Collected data
______
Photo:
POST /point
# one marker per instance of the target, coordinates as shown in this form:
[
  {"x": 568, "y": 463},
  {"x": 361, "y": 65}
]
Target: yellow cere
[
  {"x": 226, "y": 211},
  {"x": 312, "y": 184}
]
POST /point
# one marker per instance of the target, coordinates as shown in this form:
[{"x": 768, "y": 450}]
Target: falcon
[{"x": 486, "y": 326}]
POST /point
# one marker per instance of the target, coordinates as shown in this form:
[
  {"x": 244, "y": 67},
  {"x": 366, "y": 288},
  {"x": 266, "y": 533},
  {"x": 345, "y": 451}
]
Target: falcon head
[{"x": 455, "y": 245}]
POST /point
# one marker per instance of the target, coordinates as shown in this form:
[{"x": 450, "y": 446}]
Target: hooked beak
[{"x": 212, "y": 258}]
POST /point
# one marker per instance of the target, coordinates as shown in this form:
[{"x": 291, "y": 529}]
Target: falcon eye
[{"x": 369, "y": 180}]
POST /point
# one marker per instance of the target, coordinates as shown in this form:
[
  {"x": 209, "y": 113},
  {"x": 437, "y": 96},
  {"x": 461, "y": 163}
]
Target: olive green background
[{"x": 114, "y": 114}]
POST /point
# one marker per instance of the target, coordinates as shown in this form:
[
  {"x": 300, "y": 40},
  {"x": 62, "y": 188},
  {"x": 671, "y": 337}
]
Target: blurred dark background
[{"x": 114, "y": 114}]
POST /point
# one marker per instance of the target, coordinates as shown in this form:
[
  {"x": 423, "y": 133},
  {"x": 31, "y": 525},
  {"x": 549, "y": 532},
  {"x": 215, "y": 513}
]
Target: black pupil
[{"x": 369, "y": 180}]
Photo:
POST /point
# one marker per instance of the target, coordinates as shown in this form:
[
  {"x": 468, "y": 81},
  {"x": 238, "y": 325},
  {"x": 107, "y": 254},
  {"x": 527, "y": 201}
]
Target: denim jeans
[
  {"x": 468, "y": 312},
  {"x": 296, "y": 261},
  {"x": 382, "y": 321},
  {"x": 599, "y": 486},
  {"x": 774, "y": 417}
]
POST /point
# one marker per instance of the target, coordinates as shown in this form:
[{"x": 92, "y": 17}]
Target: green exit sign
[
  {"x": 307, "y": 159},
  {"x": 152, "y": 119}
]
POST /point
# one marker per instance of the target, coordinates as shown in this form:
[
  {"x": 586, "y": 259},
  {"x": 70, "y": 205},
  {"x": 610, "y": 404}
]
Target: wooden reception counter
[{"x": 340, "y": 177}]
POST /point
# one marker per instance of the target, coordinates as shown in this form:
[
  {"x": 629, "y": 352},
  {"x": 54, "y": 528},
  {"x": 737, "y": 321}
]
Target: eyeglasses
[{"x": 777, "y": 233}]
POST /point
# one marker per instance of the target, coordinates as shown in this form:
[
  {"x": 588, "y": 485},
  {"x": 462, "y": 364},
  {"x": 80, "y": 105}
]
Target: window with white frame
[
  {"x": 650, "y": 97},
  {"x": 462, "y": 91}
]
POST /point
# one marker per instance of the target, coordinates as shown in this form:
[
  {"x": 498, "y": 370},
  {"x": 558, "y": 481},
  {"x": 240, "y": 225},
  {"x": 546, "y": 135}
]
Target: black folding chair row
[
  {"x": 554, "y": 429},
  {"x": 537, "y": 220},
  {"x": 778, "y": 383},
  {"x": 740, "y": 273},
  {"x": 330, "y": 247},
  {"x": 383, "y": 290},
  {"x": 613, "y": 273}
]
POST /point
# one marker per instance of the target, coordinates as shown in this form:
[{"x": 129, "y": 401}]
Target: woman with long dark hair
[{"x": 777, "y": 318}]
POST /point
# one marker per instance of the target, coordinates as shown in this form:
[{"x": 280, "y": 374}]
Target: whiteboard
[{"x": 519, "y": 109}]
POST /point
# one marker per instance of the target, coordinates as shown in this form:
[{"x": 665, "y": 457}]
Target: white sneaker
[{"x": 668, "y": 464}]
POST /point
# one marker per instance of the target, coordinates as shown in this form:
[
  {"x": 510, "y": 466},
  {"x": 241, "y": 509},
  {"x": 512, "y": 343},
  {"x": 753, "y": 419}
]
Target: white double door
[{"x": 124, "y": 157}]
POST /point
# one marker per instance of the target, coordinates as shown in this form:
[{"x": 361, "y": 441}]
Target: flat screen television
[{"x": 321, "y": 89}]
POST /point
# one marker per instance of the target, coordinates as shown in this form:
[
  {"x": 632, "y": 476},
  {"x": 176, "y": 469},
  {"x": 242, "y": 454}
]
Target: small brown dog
______
* [Task to complete] Write the records out precisely, omitting nothing.

* [Solution below]
Photo:
POST /point
# one marker per instance of the target, coordinates as shown in this form:
[
  {"x": 568, "y": 463},
  {"x": 361, "y": 65}
]
Target: yellow cere
[
  {"x": 226, "y": 211},
  {"x": 312, "y": 184}
]
POST /point
# one marker per instance of the target, coordinates as shown in this form:
[{"x": 768, "y": 450}]
Target: falcon
[{"x": 486, "y": 326}]
POST /point
# one marker per instance of the target, coordinates as shown in this form:
[
  {"x": 244, "y": 67},
  {"x": 366, "y": 288},
  {"x": 266, "y": 533},
  {"x": 345, "y": 451}
]
Target: falcon head
[{"x": 455, "y": 245}]
POST /point
# one marker per instance of the target, coordinates as shown in this form:
[{"x": 450, "y": 446}]
Target: hooked beak
[{"x": 212, "y": 258}]
POST /point
# one marker per instance of the target, coordinates as shown in this form:
[{"x": 291, "y": 529}]
Target: falcon eye
[{"x": 369, "y": 180}]
POST /point
# one marker per instance of the target, coordinates as shown in this form:
[
  {"x": 209, "y": 113},
  {"x": 437, "y": 96},
  {"x": 461, "y": 163}
]
Target: olive green background
[{"x": 114, "y": 114}]
POST /point
# one marker per instance of the target, coordinates as shown in this form:
[
  {"x": 300, "y": 40},
  {"x": 62, "y": 188},
  {"x": 671, "y": 337}
]
Target: blurred dark background
[{"x": 114, "y": 114}]
POST /point
# one marker per instance of the target, coordinates as shown in this form:
[
  {"x": 423, "y": 133},
  {"x": 31, "y": 525},
  {"x": 549, "y": 532},
  {"x": 215, "y": 513}
]
Target: black pupil
[{"x": 369, "y": 180}]
Photo:
POST /point
# one marker per instance of the target, coordinates as shown in this form:
[
  {"x": 468, "y": 81},
  {"x": 238, "y": 325},
  {"x": 107, "y": 254},
  {"x": 527, "y": 201}
]
Target: denim jeans
[
  {"x": 468, "y": 312},
  {"x": 296, "y": 261},
  {"x": 382, "y": 321},
  {"x": 599, "y": 486},
  {"x": 774, "y": 417}
]
POST /point
# one marker per instance of the target, coordinates as shown in this form:
[{"x": 92, "y": 17}]
Target: green exit sign
[
  {"x": 307, "y": 159},
  {"x": 152, "y": 119}
]
POST /point
# one marker per instance of the target, coordinates as shown in this form:
[
  {"x": 586, "y": 259},
  {"x": 70, "y": 205},
  {"x": 610, "y": 404}
]
Target: wooden reception counter
[{"x": 340, "y": 177}]
POST /point
# one marker per instance of the target, coordinates as shown in this form:
[
  {"x": 629, "y": 352},
  {"x": 54, "y": 528},
  {"x": 737, "y": 321}
]
Target: eyeglasses
[{"x": 777, "y": 233}]
POST /point
# one marker per instance of the target, coordinates as shown in this form:
[
  {"x": 588, "y": 485},
  {"x": 462, "y": 364},
  {"x": 80, "y": 105}
]
Target: window with white frame
[
  {"x": 650, "y": 97},
  {"x": 462, "y": 91}
]
POST /point
# one marker per instance of the target, coordinates as shown in this form:
[
  {"x": 498, "y": 370},
  {"x": 558, "y": 481},
  {"x": 240, "y": 225},
  {"x": 546, "y": 135}
]
Target: black folding chair row
[
  {"x": 554, "y": 429},
  {"x": 537, "y": 220},
  {"x": 778, "y": 383},
  {"x": 740, "y": 273},
  {"x": 330, "y": 247},
  {"x": 383, "y": 290},
  {"x": 613, "y": 273}
]
POST /point
# one marker per instance of the target, coordinates as shown in this form:
[{"x": 129, "y": 401}]
Target: woman with long dark hair
[{"x": 777, "y": 318}]
POST /point
# one marker per instance of the target, coordinates as shown in this form:
[{"x": 280, "y": 374}]
Target: whiteboard
[{"x": 519, "y": 109}]
POST /point
# one marker per instance of the target, coordinates as shown in this form:
[{"x": 665, "y": 457}]
Target: white sneaker
[{"x": 668, "y": 464}]
POST /point
# one marker per instance of the target, coordinates as shown in this form:
[
  {"x": 510, "y": 466},
  {"x": 241, "y": 509},
  {"x": 512, "y": 343},
  {"x": 753, "y": 419}
]
Target: white double door
[{"x": 124, "y": 157}]
POST /point
# one marker per instance of the target, coordinates as shown in this form:
[{"x": 361, "y": 441}]
Target: flat screen television
[{"x": 321, "y": 89}]
POST /point
# one marker per instance of the target, coordinates as shown in this form:
[
  {"x": 632, "y": 476},
  {"x": 176, "y": 469},
  {"x": 242, "y": 454}
]
Target: small brown dog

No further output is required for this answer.